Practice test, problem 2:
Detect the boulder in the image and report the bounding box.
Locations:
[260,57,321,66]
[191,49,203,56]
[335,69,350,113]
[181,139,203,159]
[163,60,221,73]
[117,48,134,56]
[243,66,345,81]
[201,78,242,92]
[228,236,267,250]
|---|
Problem statement | Write out every line of the items again, requests included, and raise each bounding box coordinate in the answers by 13.

Problem solution |
Practice test, problem 2:
Detect the boulder in the image and report the bounding box.
Locations:
[273,70,334,79]
[204,62,216,69]
[348,82,363,126]
[194,152,216,172]
[176,73,234,86]
[130,61,147,69]
[256,79,358,94]
[214,91,255,105]
[241,249,280,263]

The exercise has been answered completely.